2022年9月9日に公開された、株式会社共和電業2022年12月期第2四半期決算説明の内容を書き起こしでお伝えします。

スピーカー:株式会社共和電業 代表取締役社長 田中義一 氏

会社概要

田中義一氏:みなさま、こんにちは。共和電業代表取締役社長の田中でございます。本日はお忙しい中、弊社決算説明をご視聴いただき誠にありがとうございます。

本日は、当社の会社概要、2022年12月期第2四半期決算の概要と今期の見通し、そして、今期よりスタートした中期経営計画「KYOWA New Vision 75」についてご説明します。

はじめに、当社の概要です。当社は東京都調布市にあり、1949年に設立し、今年で創立73年を迎えました。プライム市場に上場しており、連結子会社として国内6社・海外3社があります。

グループ会社・事業系統図

当社グループの概要です。山形共和電業では当社の主力製品である「ひずみゲージ」や各種センサを、甲府共和電業では測定器や記録器などを製造しています。共和計測では試験装置や検査装置などの設計・製造のほか、ニューテックとともに各種計測機器の設置やデータ収集・データ解析などの計測コンサル業務を行っています。

共和サービスセンターでは当社製品の修理・校正・点検・トレーサビリティや校正証明書の発行を、タマヤ計測システムではダムの堤体観測機器や気象環境観測機器などの設計・製造販売を行っています。当社グループでは、グループ会社で製造した製品やサービスを、当社を通じて販売するかたちで事業を行っています。

当社の製品・サービス領域

当社の製品と事業についてご説明します。当社は1951年に日本で最初に「ひずみゲージ」を製品化し、以来70年以上にわたり日本におけるひずみゲージのパイオニアとして、ひずみゲージをコアとした応力計測機器や、ひずみゲージをセンシング素子に用いた各種センサのほか、さまざまな用途に向けた計測機器・ソフトウェアなどを開発し、生産・販売を続けています。

また、これらの多種多様な製品を組み合わせた計測システムをトータルソリューションとしてお客さまに提案し、提供しています。さらに、計測機器の設置や現地における計測業務、計測結果の解析も提供しています。

そして、お客さまに信頼性の高い計測や計測機器を提供するため、製品の点検・修理、国際基準に則した認定校正事業をはじめとした校正業務、各種セミナーなどの事業にも力を入れています。

取り組む課題:
**1)** 決算説明の本文によると、共和電業は何年に設立されましたか。
**2)** 決算説明の本文のうち、「田中義一氏:みなさま、こんに」から「かたちで事業を行っています。」までを、終わりの語句も含めて一字一句変えずに書き写してください。
**3)** 決算説明の本文で、事業内容とともに名前が挙がっているグループ会社をすべて挙げてください。

データ:

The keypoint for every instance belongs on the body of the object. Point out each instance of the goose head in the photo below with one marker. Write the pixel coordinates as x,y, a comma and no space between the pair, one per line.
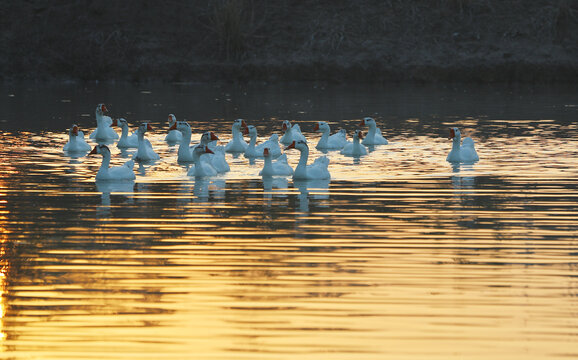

課題への回答:
**1)** 1949年です。

**2)**
田中義一氏:みなさま、こんにちは。共和電業代表取締役社長の田中でございます。本日はお忙しい中、弊社決算説明をご視聴いただき誠にありがとうございます。

本日は、当社の会社概要、2022年12月期第2四半期決算の概要と今期の見通し、そして、今期よりスタートした中期経営計画「KYOWA New Vision 75」についてご説明します。

はじめに、当社の概要です。当社は東京都調布市にあり、1949年に設立し、今年で創立73年を迎えました。プライム市場に上場しており、連結子会社として国内6社・海外3社があります。

グループ会社・事業系統図

当社グループの概要です。山形共和電業では当社の主力製品である「ひずみゲージ」や各種センサを、甲府共和電業では測定器や記録器などを製造しています。共和計測では試験装置や検査装置などの設計・製造のほか、ニューテックとともに各種計測機器の設置やデータ収集・データ解析などの計測コンサル業務を行っています。

共和サービスセンターでは当社製品の修理・校正・点検・トレーサビリティや校正証明書の発行を、タマヤ計測システムではダムの堤体観測機器や気象環境観測機器などの設計・製造販売を行っています。当社グループでは、グループ会社で製造した製品やサービスを、当社を通じて販売するかたちで事業を行っています。

**3)** 山形共和電業、甲府共和電業、共和計測、ニューテック、共和サービスセンター、タマヤ計測システム